▶ Text:
****************
The Irish Potato Famine - Consequences


The Aftermath

In two previous pages we looked at Ireland before the Irish Potato Famine, and at the Famine itself. Now in part three, we look at the consequences of the great Irish Famine.


Depopulation

While from 1849 onwards there was some harvest, the repercussions of those difficult years were to be felt for decades. In fact, the impact is still felt today. Here are some of the most important.

During the years of the Great Famine and its aftermath about 1 million people died, not so much from starvation but by diseases associated with malnourishment. About 1 more million emigrated, most to America but many also to Britain, Canada and Australia. The immigrants were not always welcomed. The sight of shipload after shipload of destitute, impoverished and malnourished immigrants raised fears of unemployment, crime and disease among the receiving populations. The immigrants had a hard time starting a new life. But they eventually settled in and because the founders of prosperous communities. They bean sending money back which in turn helped the local economy survive.

Social Unrest

The Famine caused considerable unrest leading to a rebellion in 1848. The social fabric of society was changed. Many of the poorest tenants were evicted from their homes and tiny farms because they could not pay the rent. Moreover there was a widespread feeling that the government was not doing enough to contain the Famine. Social unrest grew and in 1848 erupted into violence. The uprising was quickly contained but disaffection continued. As the new immigrants, especially in America, settled down and became affluent, they began to envision an Ireland free from British control. While it would be too much to say that the Famine laid the roots for what eventually became the Republic of Ireland, it certainly helped alienate the Irish from the British.



Today

A visitor to Ireland today will come across many memorials to the victims of the Great Famine scattered throughout mostly in the Republic, but also in Northern Ireland. The Famine is one of the very sad pages in the history of this land, indeed one of the very sad pages in the history of Europe.
****************
▶ Provided material:
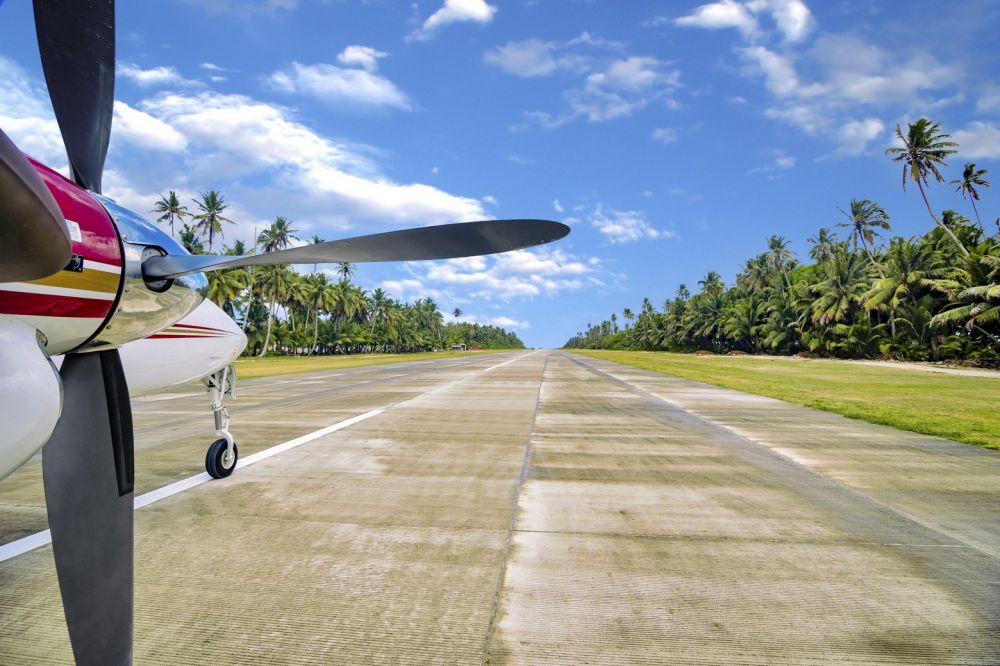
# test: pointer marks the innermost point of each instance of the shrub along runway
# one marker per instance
(538, 508)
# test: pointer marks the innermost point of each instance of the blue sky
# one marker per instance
(674, 137)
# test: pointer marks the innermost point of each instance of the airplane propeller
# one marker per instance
(87, 463)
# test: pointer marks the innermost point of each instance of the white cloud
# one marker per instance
(978, 140)
(718, 15)
(792, 17)
(364, 57)
(454, 11)
(623, 87)
(664, 135)
(154, 77)
(855, 135)
(625, 226)
(26, 117)
(338, 85)
(237, 135)
(144, 131)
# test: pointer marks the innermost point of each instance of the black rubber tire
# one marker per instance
(213, 459)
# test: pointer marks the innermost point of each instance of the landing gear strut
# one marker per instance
(220, 461)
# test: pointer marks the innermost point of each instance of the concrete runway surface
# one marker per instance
(533, 508)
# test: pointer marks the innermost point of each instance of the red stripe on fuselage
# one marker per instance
(202, 328)
(168, 336)
(46, 305)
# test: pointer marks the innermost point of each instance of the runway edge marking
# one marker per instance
(39, 539)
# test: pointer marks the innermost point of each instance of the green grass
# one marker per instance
(958, 407)
(248, 368)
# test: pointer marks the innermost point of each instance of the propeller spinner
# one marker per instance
(87, 462)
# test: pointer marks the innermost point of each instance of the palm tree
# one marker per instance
(972, 178)
(845, 281)
(778, 253)
(278, 236)
(865, 217)
(210, 218)
(191, 241)
(274, 283)
(170, 207)
(225, 287)
(824, 243)
(712, 284)
(346, 270)
(910, 268)
(924, 148)
(978, 305)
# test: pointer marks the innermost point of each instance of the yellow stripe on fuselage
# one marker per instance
(88, 280)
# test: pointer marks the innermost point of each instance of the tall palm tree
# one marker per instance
(972, 179)
(778, 253)
(824, 243)
(210, 219)
(274, 283)
(845, 281)
(191, 241)
(865, 218)
(278, 236)
(346, 270)
(924, 148)
(712, 284)
(225, 287)
(170, 207)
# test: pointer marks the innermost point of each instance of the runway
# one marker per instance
(532, 508)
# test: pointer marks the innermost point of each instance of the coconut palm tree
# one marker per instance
(845, 280)
(225, 287)
(190, 240)
(274, 283)
(972, 179)
(865, 218)
(210, 219)
(346, 270)
(278, 236)
(924, 148)
(170, 207)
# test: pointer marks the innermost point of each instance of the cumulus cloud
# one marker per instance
(791, 17)
(664, 135)
(364, 57)
(143, 130)
(625, 226)
(339, 85)
(504, 277)
(26, 116)
(855, 135)
(454, 11)
(155, 77)
(978, 140)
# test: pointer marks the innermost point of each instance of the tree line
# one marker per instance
(931, 297)
(286, 312)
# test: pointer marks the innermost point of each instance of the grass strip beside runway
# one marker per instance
(960, 408)
(248, 368)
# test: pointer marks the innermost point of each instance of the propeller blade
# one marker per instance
(447, 241)
(34, 241)
(76, 39)
(88, 475)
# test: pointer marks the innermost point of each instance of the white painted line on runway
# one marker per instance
(500, 365)
(39, 539)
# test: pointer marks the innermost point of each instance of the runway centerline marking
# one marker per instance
(39, 539)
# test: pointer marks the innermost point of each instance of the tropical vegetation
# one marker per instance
(865, 295)
(283, 311)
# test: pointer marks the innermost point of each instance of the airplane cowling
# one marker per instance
(30, 395)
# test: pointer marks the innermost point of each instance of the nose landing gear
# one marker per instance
(220, 461)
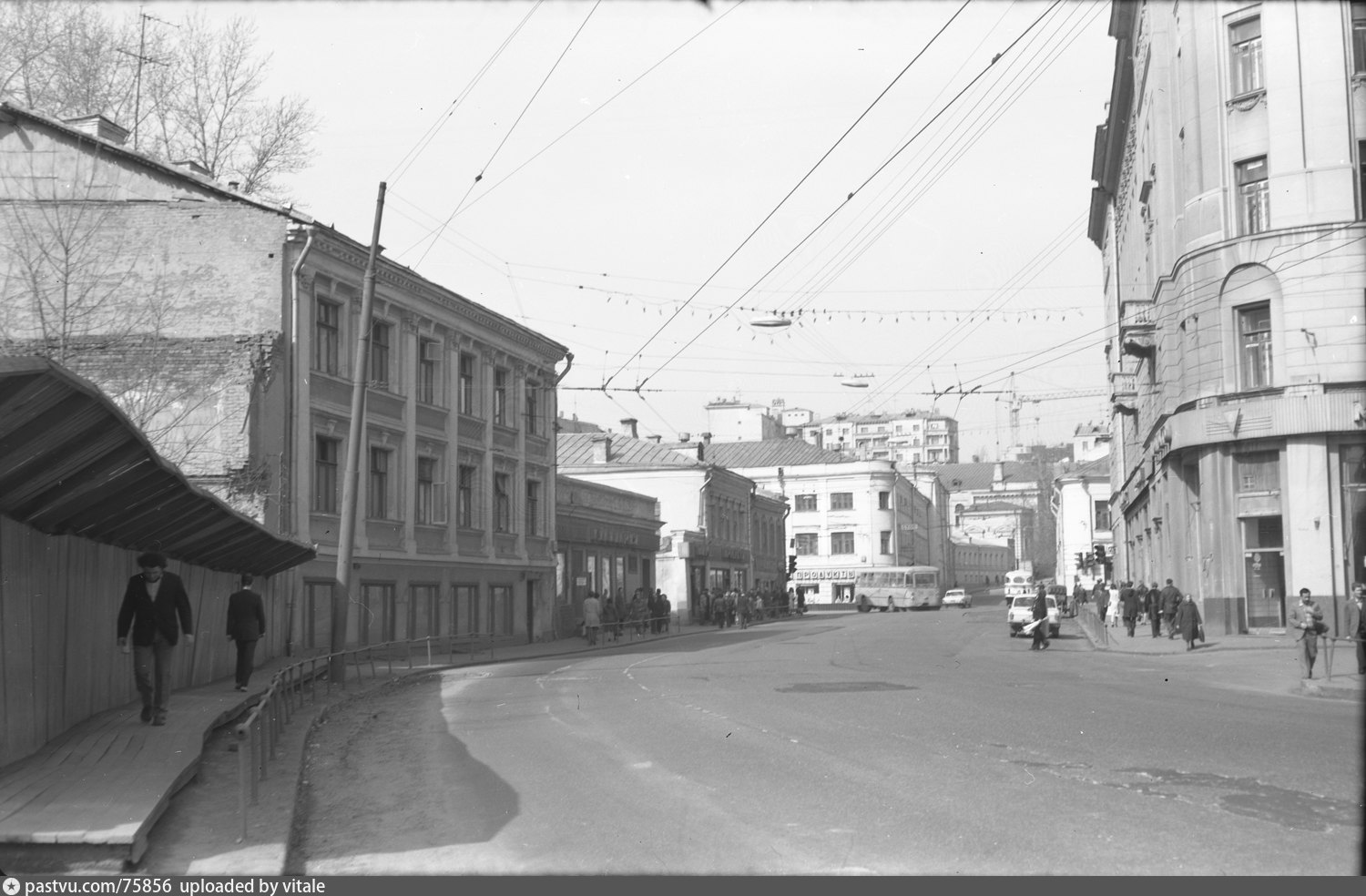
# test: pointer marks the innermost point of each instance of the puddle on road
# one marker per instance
(843, 687)
(1243, 797)
(1253, 799)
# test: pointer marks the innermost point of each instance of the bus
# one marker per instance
(1019, 584)
(898, 589)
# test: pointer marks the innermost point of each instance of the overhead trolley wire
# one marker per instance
(783, 201)
(994, 59)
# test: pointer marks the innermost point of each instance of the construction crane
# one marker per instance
(1018, 401)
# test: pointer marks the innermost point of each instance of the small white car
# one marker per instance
(958, 597)
(1022, 614)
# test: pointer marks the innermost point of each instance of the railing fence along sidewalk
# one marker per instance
(260, 732)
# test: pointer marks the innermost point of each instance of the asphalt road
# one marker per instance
(885, 743)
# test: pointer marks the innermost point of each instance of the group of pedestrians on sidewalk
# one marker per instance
(614, 616)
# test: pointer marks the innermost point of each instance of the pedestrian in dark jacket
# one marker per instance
(153, 603)
(1171, 601)
(1188, 620)
(1128, 603)
(1040, 612)
(246, 625)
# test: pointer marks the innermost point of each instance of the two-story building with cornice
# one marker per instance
(456, 474)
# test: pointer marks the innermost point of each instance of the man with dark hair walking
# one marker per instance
(246, 625)
(153, 601)
(1171, 601)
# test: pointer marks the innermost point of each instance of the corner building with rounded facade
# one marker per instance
(1228, 210)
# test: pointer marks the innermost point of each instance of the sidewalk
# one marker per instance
(1338, 680)
(90, 800)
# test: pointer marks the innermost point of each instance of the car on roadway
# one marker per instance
(958, 597)
(1022, 614)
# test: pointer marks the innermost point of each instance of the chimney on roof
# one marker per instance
(193, 167)
(101, 127)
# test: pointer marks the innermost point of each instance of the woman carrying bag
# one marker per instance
(1188, 623)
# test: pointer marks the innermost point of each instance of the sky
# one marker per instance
(641, 182)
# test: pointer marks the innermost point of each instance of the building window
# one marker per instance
(1101, 515)
(1246, 46)
(533, 507)
(1253, 197)
(377, 497)
(327, 336)
(533, 409)
(1257, 472)
(325, 474)
(431, 494)
(380, 336)
(429, 371)
(464, 496)
(502, 503)
(1254, 346)
(500, 398)
(1360, 38)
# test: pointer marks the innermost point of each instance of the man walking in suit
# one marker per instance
(1355, 626)
(1306, 619)
(152, 604)
(1171, 603)
(246, 625)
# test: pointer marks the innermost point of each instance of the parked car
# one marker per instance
(1022, 614)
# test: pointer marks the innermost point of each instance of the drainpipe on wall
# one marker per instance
(287, 505)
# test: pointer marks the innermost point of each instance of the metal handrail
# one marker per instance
(259, 735)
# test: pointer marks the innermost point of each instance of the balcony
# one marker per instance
(1125, 392)
(1138, 327)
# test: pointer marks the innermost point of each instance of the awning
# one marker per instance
(71, 463)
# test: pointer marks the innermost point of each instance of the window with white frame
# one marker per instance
(500, 398)
(429, 371)
(502, 503)
(429, 500)
(325, 474)
(464, 480)
(467, 384)
(1245, 38)
(1360, 38)
(327, 336)
(533, 507)
(377, 496)
(1253, 196)
(1254, 346)
(382, 336)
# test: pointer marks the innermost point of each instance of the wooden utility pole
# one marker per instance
(352, 478)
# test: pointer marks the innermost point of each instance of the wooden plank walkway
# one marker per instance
(92, 795)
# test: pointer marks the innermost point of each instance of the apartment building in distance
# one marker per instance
(907, 439)
(1229, 213)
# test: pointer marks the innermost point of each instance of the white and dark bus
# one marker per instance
****************
▶ Work order 1: Please duplicate the part of the Irish Potato Famine text between "The Irish Potato Famine - Consequences" and "great Irish Famine.", inclusive.
▶ Work order 2: According to the Irish Potato Famine text, in what year did social unrest erupt into violence?
▶ Work order 3: List every place the Irish Potato Famine text names as a destination for emigrants.
The entries have no part in this work.

▶ Written solution 1:
The Irish Potato Famine - Consequences


The Aftermath

In two previous pages we looked at Ireland before the Irish Potato Famine, and at the Famine itself. Now in part three, we look at the consequences of the great Irish Famine.

▶ Written solution 2: 1848

▶ Written solution 3: America, Britain, Canada, Australia